++++ SUPPLIED ENTRIES ++++

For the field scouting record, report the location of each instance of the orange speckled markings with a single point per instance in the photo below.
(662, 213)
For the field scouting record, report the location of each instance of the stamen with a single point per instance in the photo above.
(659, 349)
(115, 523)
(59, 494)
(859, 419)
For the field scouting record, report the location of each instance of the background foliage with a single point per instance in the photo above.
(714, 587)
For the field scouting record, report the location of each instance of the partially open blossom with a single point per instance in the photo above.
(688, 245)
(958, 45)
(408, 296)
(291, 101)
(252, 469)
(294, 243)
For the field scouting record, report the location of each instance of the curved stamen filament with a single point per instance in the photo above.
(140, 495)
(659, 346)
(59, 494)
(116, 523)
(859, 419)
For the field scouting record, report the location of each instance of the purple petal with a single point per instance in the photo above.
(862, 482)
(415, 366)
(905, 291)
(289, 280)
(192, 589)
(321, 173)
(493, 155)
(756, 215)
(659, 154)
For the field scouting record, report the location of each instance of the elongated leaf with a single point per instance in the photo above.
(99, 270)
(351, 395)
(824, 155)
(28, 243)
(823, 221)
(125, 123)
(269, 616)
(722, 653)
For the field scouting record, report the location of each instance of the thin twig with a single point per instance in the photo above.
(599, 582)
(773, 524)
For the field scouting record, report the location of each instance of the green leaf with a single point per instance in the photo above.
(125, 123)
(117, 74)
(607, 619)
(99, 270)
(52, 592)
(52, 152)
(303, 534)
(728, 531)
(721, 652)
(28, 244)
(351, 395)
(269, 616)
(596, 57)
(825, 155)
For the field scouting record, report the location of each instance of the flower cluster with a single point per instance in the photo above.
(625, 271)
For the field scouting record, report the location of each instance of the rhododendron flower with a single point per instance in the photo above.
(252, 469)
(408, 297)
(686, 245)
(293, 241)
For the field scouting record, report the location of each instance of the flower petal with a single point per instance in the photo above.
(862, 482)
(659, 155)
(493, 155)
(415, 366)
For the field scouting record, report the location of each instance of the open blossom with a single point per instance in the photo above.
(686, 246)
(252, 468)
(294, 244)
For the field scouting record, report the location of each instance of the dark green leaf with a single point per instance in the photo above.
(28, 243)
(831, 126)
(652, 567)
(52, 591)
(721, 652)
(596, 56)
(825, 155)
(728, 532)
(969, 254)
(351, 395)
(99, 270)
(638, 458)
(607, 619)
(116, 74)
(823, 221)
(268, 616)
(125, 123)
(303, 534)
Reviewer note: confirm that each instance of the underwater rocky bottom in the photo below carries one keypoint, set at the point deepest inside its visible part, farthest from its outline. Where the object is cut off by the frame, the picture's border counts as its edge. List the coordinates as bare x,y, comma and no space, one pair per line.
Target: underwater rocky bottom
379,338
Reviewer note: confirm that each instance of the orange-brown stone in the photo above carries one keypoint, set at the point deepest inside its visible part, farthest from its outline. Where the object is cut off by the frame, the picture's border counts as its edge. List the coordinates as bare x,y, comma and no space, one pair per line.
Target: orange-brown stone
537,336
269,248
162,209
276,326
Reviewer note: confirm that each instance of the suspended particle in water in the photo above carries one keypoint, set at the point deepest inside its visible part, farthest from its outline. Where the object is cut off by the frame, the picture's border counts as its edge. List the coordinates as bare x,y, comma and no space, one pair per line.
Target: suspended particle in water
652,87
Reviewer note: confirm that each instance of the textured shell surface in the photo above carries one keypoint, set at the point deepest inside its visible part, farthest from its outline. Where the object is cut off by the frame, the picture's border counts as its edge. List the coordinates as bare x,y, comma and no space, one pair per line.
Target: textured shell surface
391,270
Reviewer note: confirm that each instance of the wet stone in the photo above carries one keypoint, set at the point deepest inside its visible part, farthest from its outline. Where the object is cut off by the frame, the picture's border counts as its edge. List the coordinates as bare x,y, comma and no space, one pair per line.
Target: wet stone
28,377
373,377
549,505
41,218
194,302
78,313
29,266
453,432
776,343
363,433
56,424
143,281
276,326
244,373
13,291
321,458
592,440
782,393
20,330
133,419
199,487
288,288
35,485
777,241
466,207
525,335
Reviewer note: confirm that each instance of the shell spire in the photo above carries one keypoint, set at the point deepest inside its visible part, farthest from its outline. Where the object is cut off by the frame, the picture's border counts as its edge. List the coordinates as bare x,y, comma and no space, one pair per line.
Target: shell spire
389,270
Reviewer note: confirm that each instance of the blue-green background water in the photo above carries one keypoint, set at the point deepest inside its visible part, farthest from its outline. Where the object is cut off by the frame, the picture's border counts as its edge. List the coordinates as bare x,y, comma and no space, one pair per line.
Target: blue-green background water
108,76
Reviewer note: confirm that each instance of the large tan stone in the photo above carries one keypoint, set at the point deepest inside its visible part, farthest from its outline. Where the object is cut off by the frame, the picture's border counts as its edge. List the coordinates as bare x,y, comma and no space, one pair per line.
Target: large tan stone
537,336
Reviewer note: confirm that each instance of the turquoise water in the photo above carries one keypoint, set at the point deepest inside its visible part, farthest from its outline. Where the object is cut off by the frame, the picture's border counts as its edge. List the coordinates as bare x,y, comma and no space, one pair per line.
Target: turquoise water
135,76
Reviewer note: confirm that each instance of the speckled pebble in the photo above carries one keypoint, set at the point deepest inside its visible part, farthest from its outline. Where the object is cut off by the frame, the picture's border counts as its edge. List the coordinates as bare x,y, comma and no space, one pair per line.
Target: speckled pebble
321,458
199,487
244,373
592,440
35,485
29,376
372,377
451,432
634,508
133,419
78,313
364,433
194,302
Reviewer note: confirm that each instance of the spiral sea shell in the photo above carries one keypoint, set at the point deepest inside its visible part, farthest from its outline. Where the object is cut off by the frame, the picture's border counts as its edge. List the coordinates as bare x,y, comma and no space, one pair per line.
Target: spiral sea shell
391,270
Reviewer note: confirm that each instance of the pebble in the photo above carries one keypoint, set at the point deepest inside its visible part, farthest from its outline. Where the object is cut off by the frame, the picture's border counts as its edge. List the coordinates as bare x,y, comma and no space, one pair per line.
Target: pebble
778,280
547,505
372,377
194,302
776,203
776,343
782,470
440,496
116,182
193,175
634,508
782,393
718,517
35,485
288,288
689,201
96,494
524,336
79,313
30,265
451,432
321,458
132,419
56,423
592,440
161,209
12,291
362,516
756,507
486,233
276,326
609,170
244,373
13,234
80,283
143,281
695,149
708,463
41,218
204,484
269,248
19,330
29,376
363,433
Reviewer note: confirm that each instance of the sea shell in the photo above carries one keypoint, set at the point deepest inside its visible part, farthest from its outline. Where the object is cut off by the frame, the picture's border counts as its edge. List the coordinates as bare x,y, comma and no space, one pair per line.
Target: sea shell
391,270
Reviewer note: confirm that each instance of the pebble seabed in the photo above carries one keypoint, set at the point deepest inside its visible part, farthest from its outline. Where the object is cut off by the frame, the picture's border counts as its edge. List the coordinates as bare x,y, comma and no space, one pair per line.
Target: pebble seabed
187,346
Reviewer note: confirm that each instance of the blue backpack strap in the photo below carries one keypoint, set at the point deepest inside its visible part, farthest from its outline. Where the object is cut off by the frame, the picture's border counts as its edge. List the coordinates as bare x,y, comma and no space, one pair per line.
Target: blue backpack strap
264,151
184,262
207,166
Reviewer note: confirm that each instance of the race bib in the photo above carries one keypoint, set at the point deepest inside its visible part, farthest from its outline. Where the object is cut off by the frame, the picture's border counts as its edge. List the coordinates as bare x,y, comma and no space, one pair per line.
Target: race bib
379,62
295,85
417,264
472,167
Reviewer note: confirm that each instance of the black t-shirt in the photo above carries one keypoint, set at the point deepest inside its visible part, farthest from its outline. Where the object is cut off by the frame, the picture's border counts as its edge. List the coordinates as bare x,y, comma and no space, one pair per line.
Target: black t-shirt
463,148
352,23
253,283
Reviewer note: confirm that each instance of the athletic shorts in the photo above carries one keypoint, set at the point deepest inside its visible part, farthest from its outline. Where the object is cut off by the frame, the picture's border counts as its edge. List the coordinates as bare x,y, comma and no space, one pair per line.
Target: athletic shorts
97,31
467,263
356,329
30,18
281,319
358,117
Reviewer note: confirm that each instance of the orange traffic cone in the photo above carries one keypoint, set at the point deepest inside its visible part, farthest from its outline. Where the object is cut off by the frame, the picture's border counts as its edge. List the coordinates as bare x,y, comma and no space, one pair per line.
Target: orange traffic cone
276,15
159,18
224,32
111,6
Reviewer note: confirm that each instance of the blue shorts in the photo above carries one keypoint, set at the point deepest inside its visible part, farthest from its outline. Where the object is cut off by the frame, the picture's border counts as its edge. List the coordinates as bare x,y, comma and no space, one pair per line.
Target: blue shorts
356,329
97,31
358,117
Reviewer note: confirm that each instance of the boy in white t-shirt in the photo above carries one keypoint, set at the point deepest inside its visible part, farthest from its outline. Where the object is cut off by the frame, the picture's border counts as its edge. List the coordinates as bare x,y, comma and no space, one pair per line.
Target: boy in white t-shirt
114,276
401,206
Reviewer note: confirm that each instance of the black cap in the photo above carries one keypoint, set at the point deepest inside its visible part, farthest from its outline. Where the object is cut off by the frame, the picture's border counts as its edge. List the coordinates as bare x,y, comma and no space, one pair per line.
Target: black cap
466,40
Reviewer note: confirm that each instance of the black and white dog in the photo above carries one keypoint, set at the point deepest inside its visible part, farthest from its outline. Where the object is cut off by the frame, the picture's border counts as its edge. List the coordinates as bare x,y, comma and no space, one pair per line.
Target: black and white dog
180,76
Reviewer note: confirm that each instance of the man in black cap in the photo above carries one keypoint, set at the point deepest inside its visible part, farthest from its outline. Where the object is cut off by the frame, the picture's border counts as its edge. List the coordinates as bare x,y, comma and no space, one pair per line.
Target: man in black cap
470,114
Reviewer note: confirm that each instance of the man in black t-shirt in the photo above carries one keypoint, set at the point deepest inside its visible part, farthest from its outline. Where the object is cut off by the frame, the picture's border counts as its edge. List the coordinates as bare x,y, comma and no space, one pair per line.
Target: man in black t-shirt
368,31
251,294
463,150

++++

**WHAT YOU NEED TO DO**:
Reproduce the lines word for word, starting at the one holding "in black cap in" and ending at the final line of the material above.

**EXPECTED OUTPUT**:
Reviewer note: confirm that each instance of the man in black cap in the photo above carries one keypoint, set at the point deepest inside its visible part, farthest from its outline. Where the object is cut off by the frame, the picture's border counts as its edge. List the coordinates as bare x,y, comma and no space, one pair per line.
Target: man in black cap
470,114
Reviewer note: confirm that each instance of the man in black t-shirt in the photo above carries one keypoint, set at the point deepest inside its visible part, farthest from its outline. Where the object is cut off by the frame, the picture's border counts as its edge. List the coordinates as bare x,y, comma and no space, one pair per line.
Target: man in black t-shirt
368,31
251,294
463,150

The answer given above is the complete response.